Requests:
- A) Answer these questions using the Karnataka High Court order, one answer per line, marked the same way:
(i) Which tribunal passed the award that the writ petition challenges?
(ii) What post did the petitioner hold at Janatha Tourist at the relevant time?
(iii) Under the first proviso to Section 19(3), what is the scale per vehicle for drivers?
- B) Carry on the Karnataka High Court order from the point where it stops.

Source text:
High Court Karnataka High Court

S. Rathnakar Amrith Kamath vs K.S.R.T.C. on 22 March, 1996

Karnataka High Court
S. Rathnakar Amrith Kamath vs K.S.R.T.C. on 22 March, 1996
Equivalent citations: 1996 (74) FLR 1903, ILR 1996 KAR 1874
Author: K Rajaratnam
Bench: K Rajaratnam


ORDER

Kumar Rajaratnam, J.

1. This Writ Petition is directed against the award passed by the Additional Industrial Tribunal, Bangalore, in AID No. 14/1984 dated 6th day of April, 1994. By the Judgment and award the Tribunal in a reference made by the State Government under Section 10(1)(d) of the I.D. Act allowed the reference and the order of the removal of the petitioner dated 31.10.1994 was set aside. However, the Tribunal ordered the petitioner to be reinstated in service without backwages and without continuity of service. The petitioner-workman being aggrieved by the award in denying continuity of service and backwages, has preferred this writ petition.

2. The facts very briefly are as follows :

The petitioner joined service in a Private Transport Co., known as M/s Janatha Tourist and at the relevant time the petitioner was working as traffic Controller, in the Janatha Tourist. The Government of Karnataka issued an Ordinance wherein, those workmen who were employed in the Janatha Tourist were absorbed as workmen in the same capacity in the Karnataka State Road Transport Corporation who are the first and second respondents in this Writ Petition. The Ordinance was latter replaced by the Karnataka Contract Carriages (Acquisition) Act, 1976.

Section 19(3) of the Act reads as follows :

“Every person who is a workman within the meaning of the Industrial Disputes Act, 1947 (Central Act 14 of 1947), and has been immediately before the commencement of this Act exclusively employed in connection with the acquired property, shall, on and from the notified date become an employee of the corporation on the same terms and conditions applicable to the employees holding corresponding posts in the corporation. Any person not willing to become such an employee of the corporation shall be entitled to retrenchment compensation as provided in the Industrial Disputes Act:

Provided that the number of workmen that shall become employees of the corporation under this sub-section shall not exceed the following scale, the junior most being excluded:

Scale per vehicle

1. Drivers 1.5

2. Supervision staff and Managers 0.1

3. Ministerial and Secretariat Staff 0.1

4. Technical Staff including Foremen 2.75

Provided further that in the case of such persons to whom labour laws for the time being in force apply, no such termination or alteration of remuneration, terms or conditions of service shall be made except in accordance with such laws.”

Labeled contour entries
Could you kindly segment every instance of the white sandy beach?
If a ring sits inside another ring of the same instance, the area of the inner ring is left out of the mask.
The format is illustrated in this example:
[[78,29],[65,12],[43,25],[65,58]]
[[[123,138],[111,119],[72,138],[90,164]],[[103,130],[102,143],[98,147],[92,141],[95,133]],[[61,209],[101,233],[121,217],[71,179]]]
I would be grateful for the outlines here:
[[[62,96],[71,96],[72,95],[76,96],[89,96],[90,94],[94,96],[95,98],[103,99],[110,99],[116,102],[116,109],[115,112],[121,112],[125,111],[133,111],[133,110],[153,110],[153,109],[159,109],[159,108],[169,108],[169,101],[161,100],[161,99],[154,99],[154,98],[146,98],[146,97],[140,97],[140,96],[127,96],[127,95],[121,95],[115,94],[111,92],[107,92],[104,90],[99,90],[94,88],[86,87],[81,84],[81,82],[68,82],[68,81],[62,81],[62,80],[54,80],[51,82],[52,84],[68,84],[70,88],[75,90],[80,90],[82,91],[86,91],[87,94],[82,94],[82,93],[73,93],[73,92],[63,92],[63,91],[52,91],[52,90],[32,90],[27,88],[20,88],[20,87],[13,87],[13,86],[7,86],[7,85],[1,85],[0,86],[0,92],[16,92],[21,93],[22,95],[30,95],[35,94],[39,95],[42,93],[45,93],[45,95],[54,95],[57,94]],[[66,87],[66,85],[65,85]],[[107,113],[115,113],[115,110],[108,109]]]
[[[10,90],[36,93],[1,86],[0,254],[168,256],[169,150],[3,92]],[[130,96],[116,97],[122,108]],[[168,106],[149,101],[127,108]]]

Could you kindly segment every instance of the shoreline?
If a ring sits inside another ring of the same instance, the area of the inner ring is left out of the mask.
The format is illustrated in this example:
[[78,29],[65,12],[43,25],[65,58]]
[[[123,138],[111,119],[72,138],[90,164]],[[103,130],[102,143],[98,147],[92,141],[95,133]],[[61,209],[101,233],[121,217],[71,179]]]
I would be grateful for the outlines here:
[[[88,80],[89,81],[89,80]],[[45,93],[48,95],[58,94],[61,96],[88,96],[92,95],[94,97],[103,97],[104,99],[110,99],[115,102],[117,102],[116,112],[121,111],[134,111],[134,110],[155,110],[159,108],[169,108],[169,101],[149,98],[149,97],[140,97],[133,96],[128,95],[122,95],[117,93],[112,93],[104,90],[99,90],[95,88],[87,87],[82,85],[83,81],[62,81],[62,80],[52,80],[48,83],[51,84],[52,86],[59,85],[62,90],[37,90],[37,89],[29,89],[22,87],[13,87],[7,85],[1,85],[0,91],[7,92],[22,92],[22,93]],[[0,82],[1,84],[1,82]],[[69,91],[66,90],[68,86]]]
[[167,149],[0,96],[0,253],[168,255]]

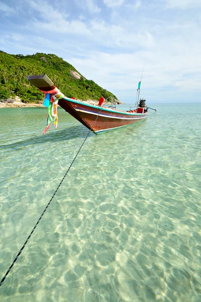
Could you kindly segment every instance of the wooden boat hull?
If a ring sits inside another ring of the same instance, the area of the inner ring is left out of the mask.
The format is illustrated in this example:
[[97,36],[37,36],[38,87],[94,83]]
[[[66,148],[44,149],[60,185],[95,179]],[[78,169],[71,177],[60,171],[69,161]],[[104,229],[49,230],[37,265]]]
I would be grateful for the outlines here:
[[107,107],[90,105],[68,98],[58,104],[95,133],[124,127],[146,118],[146,113],[131,113]]
[[[58,90],[46,74],[31,76],[27,77],[27,79],[41,91],[49,92],[54,96],[57,93],[54,90]],[[121,111],[98,105],[89,105],[66,98],[60,92],[59,93],[59,95],[62,98],[59,97],[58,105],[83,125],[96,133],[124,127],[146,117],[147,112],[137,113],[136,112]],[[56,98],[58,97],[56,96]],[[144,110],[143,108],[140,109]]]

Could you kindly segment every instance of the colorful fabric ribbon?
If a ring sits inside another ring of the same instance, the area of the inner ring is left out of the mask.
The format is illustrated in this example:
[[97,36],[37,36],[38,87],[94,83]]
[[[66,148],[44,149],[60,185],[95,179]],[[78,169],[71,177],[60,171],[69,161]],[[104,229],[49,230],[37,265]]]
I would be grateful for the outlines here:
[[45,106],[48,108],[47,127],[43,132],[43,134],[44,134],[50,128],[51,122],[54,122],[54,126],[55,128],[57,128],[58,120],[57,113],[58,101],[59,99],[63,98],[64,95],[61,93],[56,88],[49,91],[44,91],[43,90],[41,90],[41,91],[45,94],[43,106]]

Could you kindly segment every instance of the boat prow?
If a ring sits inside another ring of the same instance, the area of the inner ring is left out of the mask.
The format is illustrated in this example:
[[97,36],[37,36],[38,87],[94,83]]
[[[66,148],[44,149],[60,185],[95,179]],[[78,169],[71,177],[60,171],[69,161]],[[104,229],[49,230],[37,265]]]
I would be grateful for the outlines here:
[[50,95],[54,101],[78,121],[94,132],[124,127],[146,118],[146,106],[138,107],[136,110],[121,111],[103,106],[105,99],[100,98],[98,105],[90,105],[67,98],[54,86],[46,74],[27,77],[27,79],[45,95]]

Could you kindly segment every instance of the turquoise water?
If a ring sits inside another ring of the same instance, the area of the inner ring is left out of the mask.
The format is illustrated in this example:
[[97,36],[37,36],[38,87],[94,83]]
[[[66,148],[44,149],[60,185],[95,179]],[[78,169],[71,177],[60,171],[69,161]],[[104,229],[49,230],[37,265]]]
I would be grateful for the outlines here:
[[[150,106],[90,134],[1,302],[200,302],[201,105]],[[88,130],[61,109],[44,136],[45,109],[0,113],[1,279]]]

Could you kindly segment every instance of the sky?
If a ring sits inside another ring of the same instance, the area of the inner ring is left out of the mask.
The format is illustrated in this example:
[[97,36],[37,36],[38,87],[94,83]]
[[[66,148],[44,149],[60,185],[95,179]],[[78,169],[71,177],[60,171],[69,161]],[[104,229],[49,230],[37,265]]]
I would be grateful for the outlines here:
[[126,103],[201,102],[201,0],[0,0],[0,50],[54,53]]

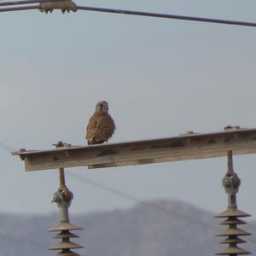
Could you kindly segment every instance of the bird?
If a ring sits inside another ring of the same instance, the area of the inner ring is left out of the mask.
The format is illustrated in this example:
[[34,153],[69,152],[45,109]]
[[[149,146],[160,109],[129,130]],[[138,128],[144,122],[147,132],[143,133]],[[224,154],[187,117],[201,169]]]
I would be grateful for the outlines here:
[[115,129],[114,121],[108,113],[108,103],[105,101],[98,102],[86,127],[85,139],[88,145],[108,142]]

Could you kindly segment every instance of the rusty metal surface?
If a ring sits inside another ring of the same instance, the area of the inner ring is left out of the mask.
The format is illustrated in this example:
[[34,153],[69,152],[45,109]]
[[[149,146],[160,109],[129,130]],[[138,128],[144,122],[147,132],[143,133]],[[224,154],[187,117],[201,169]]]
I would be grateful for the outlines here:
[[91,146],[66,146],[52,150],[12,152],[25,160],[26,171],[89,166],[90,168],[143,165],[192,159],[256,154],[256,129],[189,134],[169,138]]
[[59,223],[55,226],[48,230],[49,232],[62,230],[82,230],[83,229],[70,223]]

Final answers:
- A)
(i) The Additional Industrial Tribunal, Bangalore
(ii) Traffic Controller
(iii) 1.5

- B)
By virtue of the power under Section 19(3) of the Act, the petitioner’s name had been sent to the Karnataka State Road Transport Corporation (hereinafter referred to as the management). The management issued an appointment letter, which is place before me as Annexure ‘A’. The petitioner accepted the appointment and the petitioner was appointed as Traffic Controller in the management State Road Transport Corporation, by the appointment letter dated 2nd of May 1977. He was issued a Regular Order of Appointment dated 31st of May 1977. In pursuance of the order of appointment, the petitioner was working as Traffic Controller in the Mangalore Depot of the Hassan Division of the management Corporation.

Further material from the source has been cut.